● **Extract provided**:
::::::
February 28, 2012 in Hot Topics
I read this post by Silently Free, written a long time ago about adoption versus purchase. In a nutshell, Silently Free was questioning whether or not she should be ashamed for buying Kip, her Australian Terrier, rather than adopting.
There are millions of dogs in need at shelters, and the brutal fact is that millions more die, and will continue dying, all for lack of a home. Rescue groups ask owners to spay and neuter their current animals, and to adopt when the time comes for a new addition. Billions of dollars are being spent on ad campaigns such as, “until there are none adopt one” and free or low cost spay and neuter clinics.
It works, but as I said on Silently Free’s blog, it’s a bit like giving someone an aspirin to treat a broken leg. Sure it might treat one symptom to a degree, but it’s not helping the root problem any at all.
::::::
● **Given data**:
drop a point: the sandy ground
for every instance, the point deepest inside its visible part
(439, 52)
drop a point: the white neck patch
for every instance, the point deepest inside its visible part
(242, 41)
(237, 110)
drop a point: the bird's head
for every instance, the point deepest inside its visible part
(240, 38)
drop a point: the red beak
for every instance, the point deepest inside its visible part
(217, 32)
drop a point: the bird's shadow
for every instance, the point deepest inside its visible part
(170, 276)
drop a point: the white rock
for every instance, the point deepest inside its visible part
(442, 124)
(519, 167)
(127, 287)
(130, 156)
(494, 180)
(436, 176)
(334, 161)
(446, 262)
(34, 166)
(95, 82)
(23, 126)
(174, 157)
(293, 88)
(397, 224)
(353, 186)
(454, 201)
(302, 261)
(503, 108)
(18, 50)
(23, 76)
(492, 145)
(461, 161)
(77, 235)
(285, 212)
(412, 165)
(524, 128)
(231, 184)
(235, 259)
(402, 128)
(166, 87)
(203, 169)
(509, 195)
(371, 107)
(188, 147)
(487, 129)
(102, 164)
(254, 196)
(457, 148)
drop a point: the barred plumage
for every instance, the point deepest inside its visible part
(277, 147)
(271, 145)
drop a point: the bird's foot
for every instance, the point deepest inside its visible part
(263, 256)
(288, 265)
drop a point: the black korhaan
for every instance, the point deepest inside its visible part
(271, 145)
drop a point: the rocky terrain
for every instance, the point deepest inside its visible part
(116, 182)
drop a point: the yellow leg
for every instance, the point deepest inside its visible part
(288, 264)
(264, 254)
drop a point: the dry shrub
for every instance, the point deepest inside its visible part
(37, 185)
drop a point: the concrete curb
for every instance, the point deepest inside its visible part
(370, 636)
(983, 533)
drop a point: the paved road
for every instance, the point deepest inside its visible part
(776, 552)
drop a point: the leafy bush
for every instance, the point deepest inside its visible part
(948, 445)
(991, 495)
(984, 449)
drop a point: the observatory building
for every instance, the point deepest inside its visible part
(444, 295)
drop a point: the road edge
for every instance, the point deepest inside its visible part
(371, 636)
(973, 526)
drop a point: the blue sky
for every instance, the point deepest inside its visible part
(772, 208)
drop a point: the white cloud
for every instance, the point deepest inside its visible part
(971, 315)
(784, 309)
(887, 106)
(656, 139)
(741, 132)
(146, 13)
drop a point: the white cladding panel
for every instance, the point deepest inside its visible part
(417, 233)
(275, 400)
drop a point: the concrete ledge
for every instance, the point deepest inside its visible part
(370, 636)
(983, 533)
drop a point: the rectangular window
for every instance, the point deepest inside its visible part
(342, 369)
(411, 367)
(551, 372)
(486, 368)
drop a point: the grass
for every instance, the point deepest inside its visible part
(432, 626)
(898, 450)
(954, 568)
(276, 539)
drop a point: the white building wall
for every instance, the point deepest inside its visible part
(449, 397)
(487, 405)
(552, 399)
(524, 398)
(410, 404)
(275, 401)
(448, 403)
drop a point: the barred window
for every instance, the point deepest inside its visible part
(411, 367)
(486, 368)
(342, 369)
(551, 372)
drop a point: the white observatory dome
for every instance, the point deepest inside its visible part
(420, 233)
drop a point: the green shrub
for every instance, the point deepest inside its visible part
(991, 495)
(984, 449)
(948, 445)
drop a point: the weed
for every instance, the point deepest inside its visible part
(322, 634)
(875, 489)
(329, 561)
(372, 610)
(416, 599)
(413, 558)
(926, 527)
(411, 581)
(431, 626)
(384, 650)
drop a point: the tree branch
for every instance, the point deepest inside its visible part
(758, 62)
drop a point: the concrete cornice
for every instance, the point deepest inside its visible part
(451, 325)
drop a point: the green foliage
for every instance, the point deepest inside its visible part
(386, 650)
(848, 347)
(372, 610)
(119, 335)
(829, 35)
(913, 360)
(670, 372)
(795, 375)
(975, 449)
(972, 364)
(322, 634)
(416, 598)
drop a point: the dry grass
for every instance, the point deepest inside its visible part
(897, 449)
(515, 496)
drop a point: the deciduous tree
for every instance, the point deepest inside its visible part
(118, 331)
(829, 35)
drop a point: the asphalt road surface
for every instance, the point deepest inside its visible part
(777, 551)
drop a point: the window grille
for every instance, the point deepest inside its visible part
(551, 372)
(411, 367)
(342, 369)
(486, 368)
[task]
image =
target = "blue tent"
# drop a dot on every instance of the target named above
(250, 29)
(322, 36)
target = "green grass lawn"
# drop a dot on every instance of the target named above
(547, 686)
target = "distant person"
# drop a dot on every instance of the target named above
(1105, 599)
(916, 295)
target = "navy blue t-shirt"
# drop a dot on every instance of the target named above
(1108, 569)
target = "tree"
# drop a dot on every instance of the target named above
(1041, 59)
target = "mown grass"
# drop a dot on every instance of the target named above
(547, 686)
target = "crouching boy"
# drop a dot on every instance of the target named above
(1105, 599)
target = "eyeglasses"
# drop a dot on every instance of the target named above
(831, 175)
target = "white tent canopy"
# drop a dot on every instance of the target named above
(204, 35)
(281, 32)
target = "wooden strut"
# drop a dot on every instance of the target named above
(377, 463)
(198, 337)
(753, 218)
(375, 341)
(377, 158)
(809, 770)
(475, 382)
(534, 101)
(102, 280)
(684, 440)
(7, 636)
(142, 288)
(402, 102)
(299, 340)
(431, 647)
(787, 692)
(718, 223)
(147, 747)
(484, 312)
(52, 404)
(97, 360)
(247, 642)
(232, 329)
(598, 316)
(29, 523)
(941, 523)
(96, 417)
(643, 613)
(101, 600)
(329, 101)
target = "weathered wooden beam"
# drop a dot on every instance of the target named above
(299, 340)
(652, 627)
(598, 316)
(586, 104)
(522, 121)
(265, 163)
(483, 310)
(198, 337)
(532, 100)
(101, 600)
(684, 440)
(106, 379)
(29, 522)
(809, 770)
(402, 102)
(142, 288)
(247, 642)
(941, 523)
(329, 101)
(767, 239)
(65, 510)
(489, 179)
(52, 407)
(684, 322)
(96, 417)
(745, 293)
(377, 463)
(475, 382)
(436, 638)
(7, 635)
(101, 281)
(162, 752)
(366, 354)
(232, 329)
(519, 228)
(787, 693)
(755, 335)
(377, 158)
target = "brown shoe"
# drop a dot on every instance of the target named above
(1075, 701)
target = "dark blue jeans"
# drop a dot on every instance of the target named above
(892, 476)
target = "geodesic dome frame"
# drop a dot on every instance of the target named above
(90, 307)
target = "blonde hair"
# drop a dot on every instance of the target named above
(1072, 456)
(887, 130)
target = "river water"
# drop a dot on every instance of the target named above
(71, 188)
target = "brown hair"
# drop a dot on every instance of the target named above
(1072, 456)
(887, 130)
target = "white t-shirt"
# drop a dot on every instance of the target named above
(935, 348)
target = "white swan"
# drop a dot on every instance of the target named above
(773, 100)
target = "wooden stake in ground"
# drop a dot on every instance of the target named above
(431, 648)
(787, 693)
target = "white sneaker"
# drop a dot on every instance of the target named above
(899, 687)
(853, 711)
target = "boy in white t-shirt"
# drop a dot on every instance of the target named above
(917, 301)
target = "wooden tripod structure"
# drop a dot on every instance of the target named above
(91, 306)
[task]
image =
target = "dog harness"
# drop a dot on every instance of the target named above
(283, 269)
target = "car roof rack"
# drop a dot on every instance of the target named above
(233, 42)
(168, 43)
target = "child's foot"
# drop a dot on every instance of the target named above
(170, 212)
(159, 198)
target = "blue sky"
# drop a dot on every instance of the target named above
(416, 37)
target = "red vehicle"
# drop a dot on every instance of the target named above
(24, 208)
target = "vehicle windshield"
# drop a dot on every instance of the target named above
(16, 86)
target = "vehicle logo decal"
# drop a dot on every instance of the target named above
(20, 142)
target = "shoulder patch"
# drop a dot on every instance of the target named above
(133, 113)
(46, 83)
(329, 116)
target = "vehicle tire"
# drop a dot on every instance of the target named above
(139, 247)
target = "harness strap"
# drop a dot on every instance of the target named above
::::::
● **Problem to work on**:
Say whether each statement agrees with the post on adoption versus purchase: (a) Kip is an Australian Terrier; (b) the writer says the spay, neuter and adoption efforts do not work; (c) rescue groups ask owners to spay and neuter their current animals. For each, answer yes or no and quote the words from the post that decide it.

● **Final answer**:
(a) Yes: "buying Kip, her Australian Terrier, rather than adopting."
(b) No: "It works, but as I said on Silently Free’s blog, it’s a bit like giving someone an aspirin to treat a broken leg."
(c) Yes: "Rescue groups ask owners to spay and neuter their current animals"